Stated task :: Copy the lines in the material below word for word, starting at the line that contains "point_to SHOULD mark one point per instance of the shoe" and ending at the line that contains "pixel 249 148", with both of those lines included.

[Coordinate annotation records]

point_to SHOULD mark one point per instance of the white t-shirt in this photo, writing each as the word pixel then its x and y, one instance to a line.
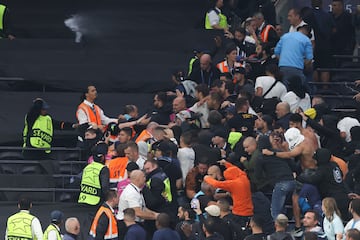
pixel 333 228
pixel 345 124
pixel 186 158
pixel 265 82
pixel 294 29
pixel 295 102
pixel 131 197
pixel 204 110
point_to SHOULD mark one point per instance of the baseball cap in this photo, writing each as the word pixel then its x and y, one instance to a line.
pixel 293 137
pixel 56 216
pixel 213 210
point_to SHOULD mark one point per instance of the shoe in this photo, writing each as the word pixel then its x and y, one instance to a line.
pixel 297 232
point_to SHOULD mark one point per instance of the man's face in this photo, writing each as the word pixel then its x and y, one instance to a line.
pixel 157 102
pixel 293 18
pixel 91 94
pixel 181 214
pixel 337 7
pixel 203 168
pixel 123 137
pixel 309 220
pixel 149 167
pixel 130 154
pixel 249 148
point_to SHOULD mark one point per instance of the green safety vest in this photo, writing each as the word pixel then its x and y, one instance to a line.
pixel 50 228
pixel 19 226
pixel 41 133
pixel 167 190
pixel 2 12
pixel 90 187
pixel 222 22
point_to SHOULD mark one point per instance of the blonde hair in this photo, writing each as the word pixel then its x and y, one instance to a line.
pixel 330 207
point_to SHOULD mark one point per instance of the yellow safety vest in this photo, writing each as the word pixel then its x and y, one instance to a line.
pixel 19 226
pixel 167 190
pixel 50 228
pixel 90 187
pixel 41 133
pixel 222 21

Correct response ::
point_to SHOULD mark one point per instance of the shoe in this photo, writing each as the word pixel then its x and y, one instance to a line.
pixel 297 232
point_to SHOULD mark one point per instance of the man's face in this photo, writing each as the word pixel then its x and y, one instance to a line.
pixel 157 102
pixel 293 18
pixel 91 94
pixel 181 214
pixel 337 7
pixel 203 168
pixel 123 137
pixel 309 220
pixel 149 167
pixel 130 154
pixel 249 148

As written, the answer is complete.